• **Exercise material**:
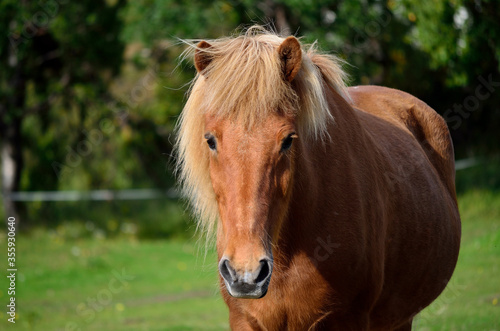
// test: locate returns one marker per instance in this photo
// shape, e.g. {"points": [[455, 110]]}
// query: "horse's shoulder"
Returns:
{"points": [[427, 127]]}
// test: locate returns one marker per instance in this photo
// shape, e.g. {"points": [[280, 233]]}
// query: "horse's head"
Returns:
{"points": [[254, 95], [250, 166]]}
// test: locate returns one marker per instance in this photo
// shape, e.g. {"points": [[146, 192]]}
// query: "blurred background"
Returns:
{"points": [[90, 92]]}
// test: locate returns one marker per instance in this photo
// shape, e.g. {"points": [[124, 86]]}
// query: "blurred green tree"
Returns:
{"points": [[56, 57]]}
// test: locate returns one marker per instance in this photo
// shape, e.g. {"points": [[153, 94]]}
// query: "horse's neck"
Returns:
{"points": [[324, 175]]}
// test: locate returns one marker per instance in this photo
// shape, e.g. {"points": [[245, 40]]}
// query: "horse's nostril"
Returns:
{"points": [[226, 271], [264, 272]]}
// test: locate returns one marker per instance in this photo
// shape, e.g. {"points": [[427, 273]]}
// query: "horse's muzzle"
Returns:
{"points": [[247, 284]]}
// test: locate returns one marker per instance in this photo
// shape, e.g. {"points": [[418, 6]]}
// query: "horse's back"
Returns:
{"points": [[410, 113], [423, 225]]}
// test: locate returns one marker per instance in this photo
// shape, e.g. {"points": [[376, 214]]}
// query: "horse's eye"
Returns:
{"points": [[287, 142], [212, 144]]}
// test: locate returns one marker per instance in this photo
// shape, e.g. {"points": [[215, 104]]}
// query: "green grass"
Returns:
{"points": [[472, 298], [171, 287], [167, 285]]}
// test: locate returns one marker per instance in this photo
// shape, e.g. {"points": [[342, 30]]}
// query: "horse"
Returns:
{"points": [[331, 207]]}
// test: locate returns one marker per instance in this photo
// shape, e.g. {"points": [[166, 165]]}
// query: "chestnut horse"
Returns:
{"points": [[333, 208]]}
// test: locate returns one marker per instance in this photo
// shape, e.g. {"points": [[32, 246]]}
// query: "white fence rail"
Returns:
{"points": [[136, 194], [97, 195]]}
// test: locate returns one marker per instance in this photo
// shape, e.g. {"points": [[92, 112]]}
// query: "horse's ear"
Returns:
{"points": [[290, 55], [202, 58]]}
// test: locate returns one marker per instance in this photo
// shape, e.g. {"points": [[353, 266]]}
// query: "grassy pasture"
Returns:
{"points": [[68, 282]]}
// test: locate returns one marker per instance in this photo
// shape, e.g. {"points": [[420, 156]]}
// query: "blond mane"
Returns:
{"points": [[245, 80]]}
...
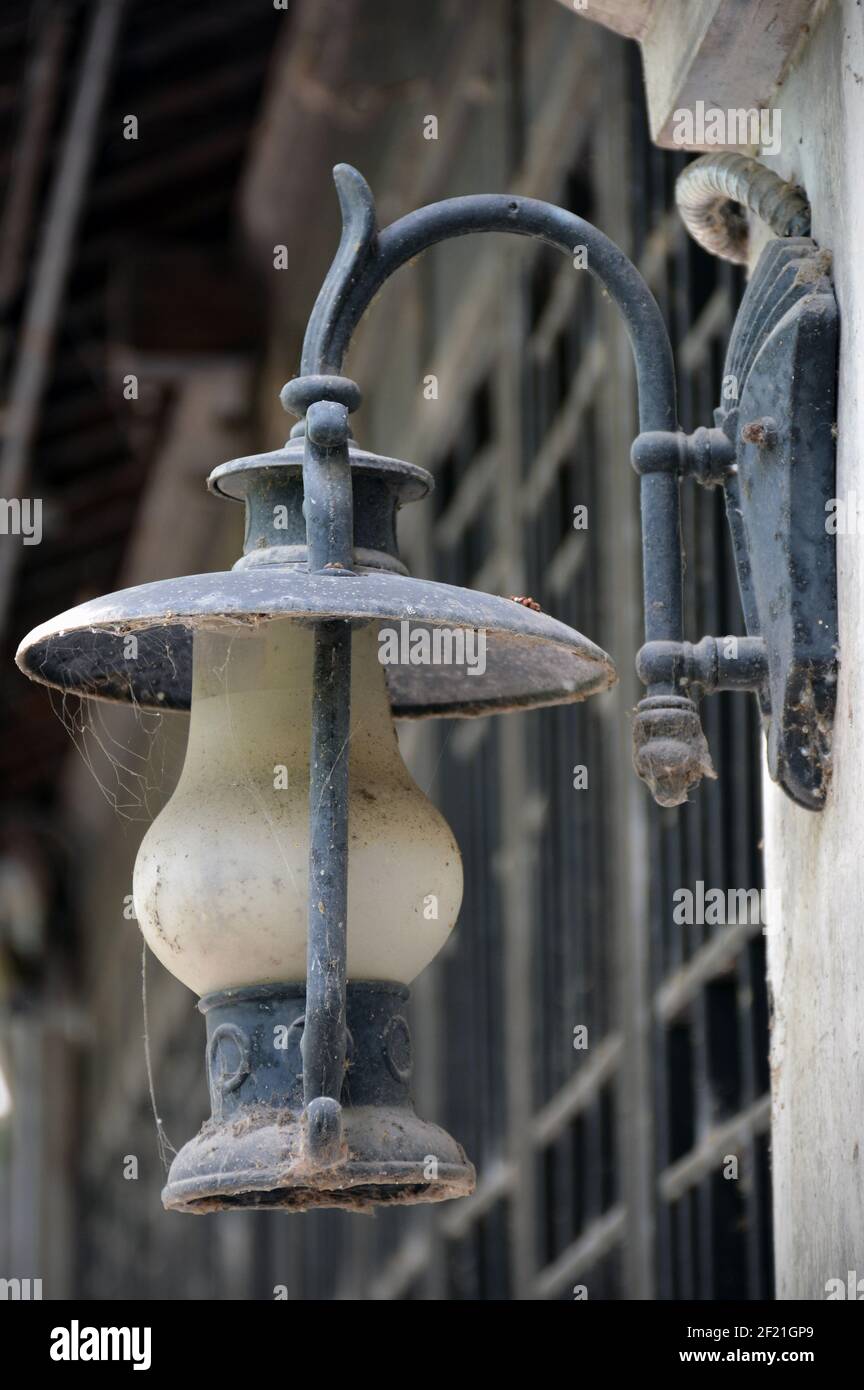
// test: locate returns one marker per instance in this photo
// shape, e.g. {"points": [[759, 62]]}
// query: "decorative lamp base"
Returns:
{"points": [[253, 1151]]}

• **Task details**: Filter the records and copy out every line that contains the string "horse".

• **Answer to the exercise**:
// query: "horse's shoulder"
// query: "horse's head"
// query: "horse's neck"
// query: "horse's nostril"
// query: "horse's muzzle"
// query: "horse's back"
// query: "horse's eye"
// query: "horse"
// query: "chestnut horse"
// query: "horse's ear"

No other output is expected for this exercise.